[Source data]
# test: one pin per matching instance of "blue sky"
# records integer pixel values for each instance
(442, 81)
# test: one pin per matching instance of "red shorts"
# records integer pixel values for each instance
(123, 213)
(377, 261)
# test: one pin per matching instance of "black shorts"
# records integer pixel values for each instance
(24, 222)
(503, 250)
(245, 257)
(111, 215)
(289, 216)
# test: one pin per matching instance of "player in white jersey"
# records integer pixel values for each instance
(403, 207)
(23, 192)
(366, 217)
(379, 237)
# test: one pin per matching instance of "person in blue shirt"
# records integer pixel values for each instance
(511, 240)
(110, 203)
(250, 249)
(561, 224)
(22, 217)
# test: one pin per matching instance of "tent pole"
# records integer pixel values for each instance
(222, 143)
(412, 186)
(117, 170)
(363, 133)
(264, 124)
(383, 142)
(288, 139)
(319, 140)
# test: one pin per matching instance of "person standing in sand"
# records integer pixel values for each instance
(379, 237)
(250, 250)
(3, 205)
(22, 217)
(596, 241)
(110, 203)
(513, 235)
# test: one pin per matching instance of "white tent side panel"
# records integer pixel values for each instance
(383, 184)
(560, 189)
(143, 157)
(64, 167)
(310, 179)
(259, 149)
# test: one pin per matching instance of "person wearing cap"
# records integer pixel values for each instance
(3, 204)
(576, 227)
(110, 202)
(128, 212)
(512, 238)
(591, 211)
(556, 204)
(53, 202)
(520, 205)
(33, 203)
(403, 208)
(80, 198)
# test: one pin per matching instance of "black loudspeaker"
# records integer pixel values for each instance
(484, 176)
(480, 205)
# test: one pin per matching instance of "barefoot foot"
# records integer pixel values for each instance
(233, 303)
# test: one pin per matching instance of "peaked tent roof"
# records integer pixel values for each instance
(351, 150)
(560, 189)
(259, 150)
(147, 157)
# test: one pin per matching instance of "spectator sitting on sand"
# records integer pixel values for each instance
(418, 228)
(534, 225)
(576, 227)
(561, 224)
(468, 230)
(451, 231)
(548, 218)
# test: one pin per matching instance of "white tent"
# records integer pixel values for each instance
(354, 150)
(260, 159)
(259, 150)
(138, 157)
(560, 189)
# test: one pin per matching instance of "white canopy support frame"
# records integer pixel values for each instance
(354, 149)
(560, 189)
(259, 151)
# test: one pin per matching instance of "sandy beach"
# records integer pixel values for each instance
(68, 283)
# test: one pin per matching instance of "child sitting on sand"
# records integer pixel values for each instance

> [Task brief]:
Please repeat the entries above exactly as they read.

> [Solution to the exercise]:
# test: one pin per matching instance of "blue sky"
# records integer pixel values for each instance
(442, 81)
# test: one pin per matching instance of "red shorts"
# records integer pixel values for each instance
(123, 213)
(377, 261)
# test: one pin per matching instance of "black shorts"
# records integer pixel values for each instance
(24, 222)
(503, 250)
(245, 257)
(111, 215)
(289, 216)
# test: one pin per matching instance of "player in white jersey"
# records integer pixel values for each instance
(403, 207)
(23, 192)
(366, 217)
(379, 237)
# test: one pin per matching instance of "person in blue shirt"
# records integer pixel values for each instance
(511, 240)
(110, 203)
(250, 249)
(561, 224)
(22, 217)
# test: one pin per matching instance of "tent pole"
# records integer pixel values for each instance
(222, 143)
(412, 186)
(117, 170)
(363, 133)
(264, 124)
(383, 142)
(288, 139)
(319, 140)
# test: one pin per matching instance of "person standing in sand"
# records integer pixel values for each instance
(379, 237)
(250, 250)
(3, 205)
(22, 217)
(596, 241)
(110, 203)
(513, 235)
# test: one pin per matching instance of "white tent side panel"
# records integer pixel values for each instance
(383, 184)
(560, 189)
(143, 157)
(64, 167)
(310, 179)
(259, 149)
# test: one pin per matching instance of "person wearing cap"
# records integer pixel values for each instance
(3, 204)
(576, 227)
(110, 202)
(128, 212)
(512, 238)
(591, 211)
(556, 204)
(53, 202)
(520, 205)
(33, 203)
(403, 208)
(80, 198)
# test: one pin per matching instance of "black loudspeaker"
# records integer pixel values for each instance
(484, 176)
(480, 205)
# test: one pin per matching instance of "barefoot foot"
# records integer pixel values for each instance
(233, 303)
# test: one pin per matching instance of "peaked tent roof"
# records integer pixel values for each instance
(351, 150)
(560, 189)
(259, 150)
(147, 157)
# test: one pin per matching instance of "spectator sitting on sand"
# records integer pixel values for each instance
(418, 228)
(534, 225)
(576, 227)
(561, 224)
(468, 230)
(451, 231)
(548, 218)
# test: one pin per matching instance of "white tent"
# records integer pixel values for each instance
(354, 150)
(260, 159)
(259, 150)
(138, 157)
(560, 189)
# test: one pin per matching instance of "white canopy support frame"
# records integer pixel values for each instance
(354, 149)
(560, 189)
(259, 151)
# test: one pin per matching instance of "sandy beach"
# records integer pixel values for each instance
(68, 283)
# test: one pin per matching instance of "child sitting on sand"
# records integer pixel values for each instance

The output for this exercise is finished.